A word-for-word copy of all entries is required, without images.
──────────────────────────────
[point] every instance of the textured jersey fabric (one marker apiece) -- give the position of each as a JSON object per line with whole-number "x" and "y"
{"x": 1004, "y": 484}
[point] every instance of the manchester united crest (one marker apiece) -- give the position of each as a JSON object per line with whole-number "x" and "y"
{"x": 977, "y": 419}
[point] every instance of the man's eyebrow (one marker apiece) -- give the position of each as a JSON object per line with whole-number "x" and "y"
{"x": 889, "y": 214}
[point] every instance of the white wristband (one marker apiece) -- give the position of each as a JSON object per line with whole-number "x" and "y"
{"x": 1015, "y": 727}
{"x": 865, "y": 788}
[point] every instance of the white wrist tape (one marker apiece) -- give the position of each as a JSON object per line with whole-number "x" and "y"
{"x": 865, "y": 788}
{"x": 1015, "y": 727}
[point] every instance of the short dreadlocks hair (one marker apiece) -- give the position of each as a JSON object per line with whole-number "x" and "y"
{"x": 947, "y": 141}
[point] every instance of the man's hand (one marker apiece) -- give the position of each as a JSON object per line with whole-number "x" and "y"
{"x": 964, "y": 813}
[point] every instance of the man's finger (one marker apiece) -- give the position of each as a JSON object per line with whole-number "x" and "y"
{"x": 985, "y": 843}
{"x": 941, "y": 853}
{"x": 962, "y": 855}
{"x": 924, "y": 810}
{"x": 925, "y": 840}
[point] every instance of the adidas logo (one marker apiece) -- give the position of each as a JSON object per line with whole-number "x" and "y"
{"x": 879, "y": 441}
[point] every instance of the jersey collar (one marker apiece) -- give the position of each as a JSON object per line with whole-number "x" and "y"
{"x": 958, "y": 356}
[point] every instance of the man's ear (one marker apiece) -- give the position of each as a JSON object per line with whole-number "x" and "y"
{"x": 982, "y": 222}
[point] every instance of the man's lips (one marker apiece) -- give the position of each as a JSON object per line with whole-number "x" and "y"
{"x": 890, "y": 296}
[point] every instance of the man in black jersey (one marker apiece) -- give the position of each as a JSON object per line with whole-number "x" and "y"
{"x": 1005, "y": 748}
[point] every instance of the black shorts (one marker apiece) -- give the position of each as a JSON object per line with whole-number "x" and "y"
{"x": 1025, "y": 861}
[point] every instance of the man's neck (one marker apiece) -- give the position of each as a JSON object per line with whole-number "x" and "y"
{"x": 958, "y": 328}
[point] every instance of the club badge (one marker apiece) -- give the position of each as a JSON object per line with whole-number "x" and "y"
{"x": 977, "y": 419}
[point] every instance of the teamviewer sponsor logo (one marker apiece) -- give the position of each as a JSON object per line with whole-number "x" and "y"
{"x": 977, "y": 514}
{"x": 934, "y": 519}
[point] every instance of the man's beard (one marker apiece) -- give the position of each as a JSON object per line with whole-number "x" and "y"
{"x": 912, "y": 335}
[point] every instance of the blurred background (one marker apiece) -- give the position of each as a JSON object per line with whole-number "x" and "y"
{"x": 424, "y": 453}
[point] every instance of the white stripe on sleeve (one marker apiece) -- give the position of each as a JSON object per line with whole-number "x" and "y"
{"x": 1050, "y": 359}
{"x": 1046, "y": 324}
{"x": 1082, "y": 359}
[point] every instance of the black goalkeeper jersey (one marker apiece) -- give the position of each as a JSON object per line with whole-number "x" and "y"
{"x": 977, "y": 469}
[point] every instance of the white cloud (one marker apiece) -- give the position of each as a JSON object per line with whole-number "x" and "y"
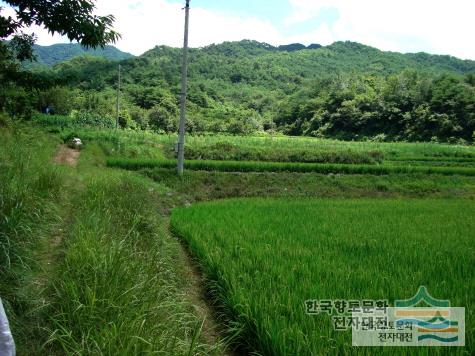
{"x": 144, "y": 24}
{"x": 437, "y": 26}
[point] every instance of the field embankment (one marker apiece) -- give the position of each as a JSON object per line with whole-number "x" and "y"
{"x": 264, "y": 258}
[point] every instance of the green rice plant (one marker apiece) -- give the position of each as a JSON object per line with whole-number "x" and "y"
{"x": 265, "y": 146}
{"x": 264, "y": 258}
{"x": 249, "y": 166}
──────────────────────────────
WRITTEN ANSWER |
[point] every instance of the textured jersey fabric (one marker apiece) -- give the position of each as a JSON object per line with whole-number "x" and "y"
{"x": 1004, "y": 484}
[point] every instance of the manchester united crest (one marker apiece) -- give the position of each as a JSON object per line with whole-number "x" and "y"
{"x": 977, "y": 419}
[point] every instance of the man's eyebrow (one marker apiece) -- give the position of each as a JSON object per line with whole-number "x" and "y"
{"x": 889, "y": 214}
[point] every instance of the white wristband (one marker apiece) -- give the position of each as a JSON object per line with whole-number "x" and "y"
{"x": 1015, "y": 727}
{"x": 865, "y": 788}
[point] every instance of the white wrist tape (one marker apiece) -- give the position of each as a JSON object per line with whole-number "x" and "y"
{"x": 865, "y": 788}
{"x": 1015, "y": 727}
[point] every instance of the short dreadlocks hair (one marker apiece) -- give the position of each as a JSON object per line with whole-number "x" and "y"
{"x": 947, "y": 141}
[point] every instance of the man's hand (one marker apiece) -- give the position of each as a JSON object per line with whole-number "x" and "y"
{"x": 964, "y": 813}
[point] every instance of the man's finger (one marker apiece) -- give the position of each as a JSON object per line with whole-number "x" and "y"
{"x": 985, "y": 843}
{"x": 941, "y": 853}
{"x": 962, "y": 855}
{"x": 924, "y": 810}
{"x": 925, "y": 840}
[point] every instance of the adidas logo (one marker apiece) -- give the position of each as a JSON object per line with whole-number "x" and "y"
{"x": 879, "y": 441}
[point] every instance of the jersey collar (one marker apiece) -- give the position of each as a JSON object per line with whole-number "x" and "y"
{"x": 958, "y": 356}
[point] every instance of the man's ear (one marker apiece) -- give the position of each as a JSON object per line with whole-number "x" and "y"
{"x": 982, "y": 222}
[point] every instance of the man's lips (one marker apiece) -- give the position of each as a JSON object per line with whole-number "x" and "y"
{"x": 890, "y": 296}
[point] every instance of the man in black jersey (one marker apiece) -- give the position of each as a JSON object per line with whole-number "x" and "y"
{"x": 1005, "y": 748}
[point] every instance of the black shorts (one marker apiece) -- give the position of each as a JSON object per line with whole-number "x" and "y"
{"x": 1025, "y": 861}
[point] every instance of the man's neck (one marker apiece) -- give the position of each as a JSON object per line with whole-number "x" and "y"
{"x": 958, "y": 328}
[point] every instance of the club badge (one marker apiece) -- give the position of each as a JSON object per line with whole-number "x" and "y"
{"x": 977, "y": 419}
[point] every instance of the teamviewer sponsor logo (one marker apiece) -- give the position of each as a JSON object per line with whole-number "x" and "y"
{"x": 977, "y": 514}
{"x": 934, "y": 519}
[point] every instance of the man's beard (one marker apiece) -- give the position of each as a JSON object per line with whole-number "x" and "y"
{"x": 912, "y": 335}
[point] every instance of the blurred background (one marker apiece) -- give the position of each as a JSON object per line with whole-number "x" and "y"
{"x": 424, "y": 453}
[point] every instance of the white stripe on sleeve (one marker apiece) -- give the position of each as a JSON object per line with whole-number "x" and "y"
{"x": 1050, "y": 359}
{"x": 1046, "y": 324}
{"x": 1082, "y": 359}
[point] every instance of the black goalkeeper jersey (one marker apiece) -- give the position of each as a JSON object per line with whole-number "x" and "y"
{"x": 977, "y": 469}
[point] every instance of the white cloud (one marker apiece) -- give the position of each as a JSON object per line with whole-number "x" and "y"
{"x": 144, "y": 24}
{"x": 437, "y": 26}
[point] every instance of the field embankment (one marker apiece) -- give the position of each as a JSON object per line with whole-number "x" and "y"
{"x": 264, "y": 258}
[point] every instance of the green rice plant (one marker apiece) -- give the position of each as a JSON object per line with whole-number "x" and "y"
{"x": 265, "y": 146}
{"x": 264, "y": 258}
{"x": 249, "y": 166}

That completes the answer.